[Stored entries]

****************************************

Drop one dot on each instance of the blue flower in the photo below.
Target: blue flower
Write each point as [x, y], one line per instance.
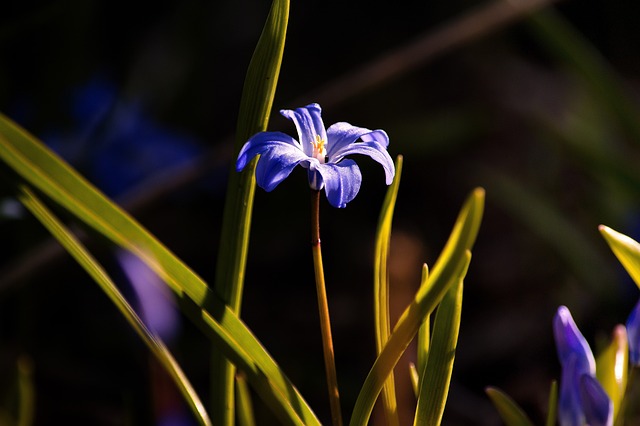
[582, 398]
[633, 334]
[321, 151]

****************************************

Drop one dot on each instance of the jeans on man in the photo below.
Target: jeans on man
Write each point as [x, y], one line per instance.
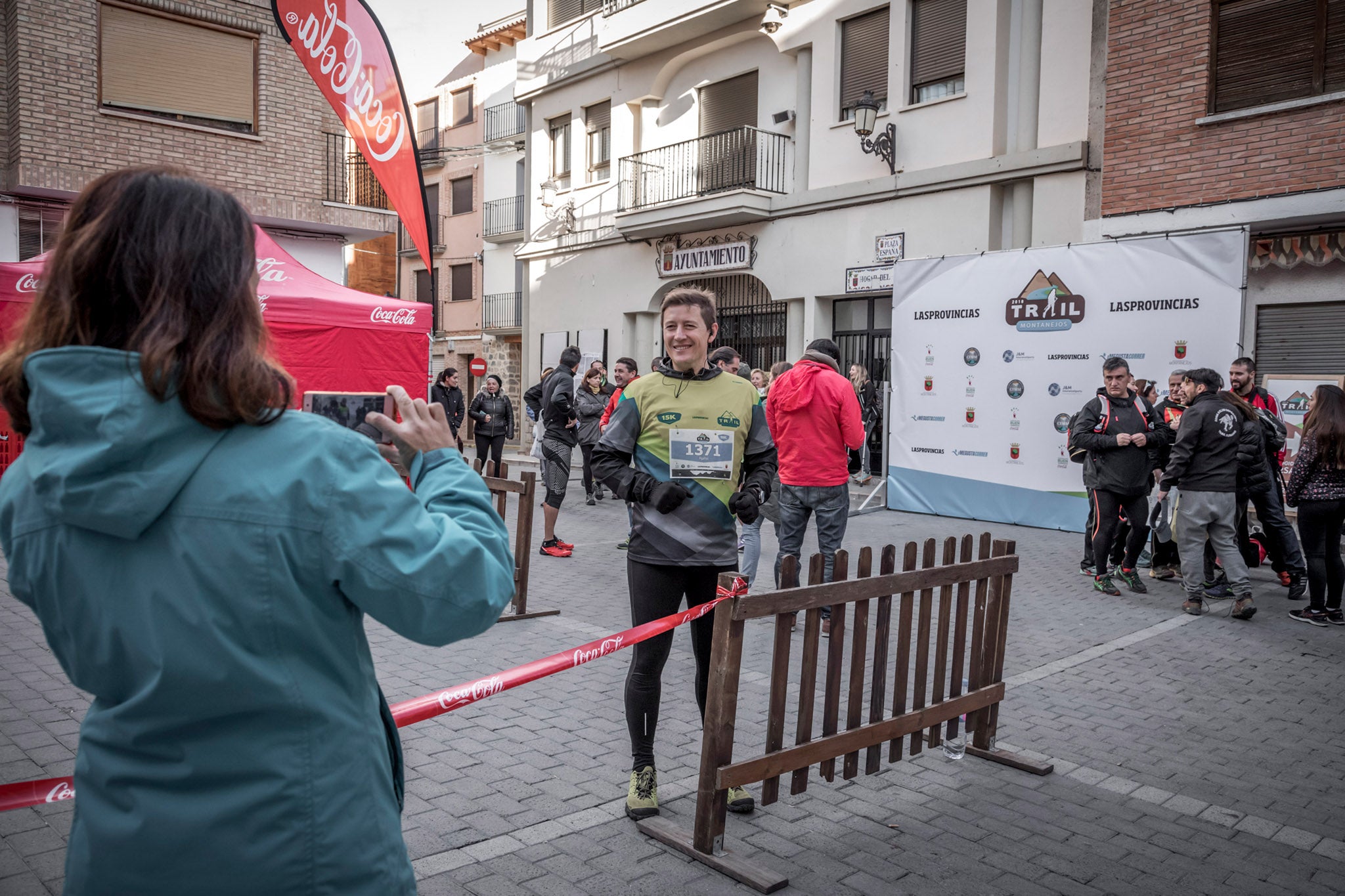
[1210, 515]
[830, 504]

****************************************

## TASK PROMPT
Find each line in the rows above that contains the word "flower", and copy those lines.

## SOLUTION FOR THIS PROBLEM
Drop one dot on each instance of the blue flower in the photo below.
Target: blue flower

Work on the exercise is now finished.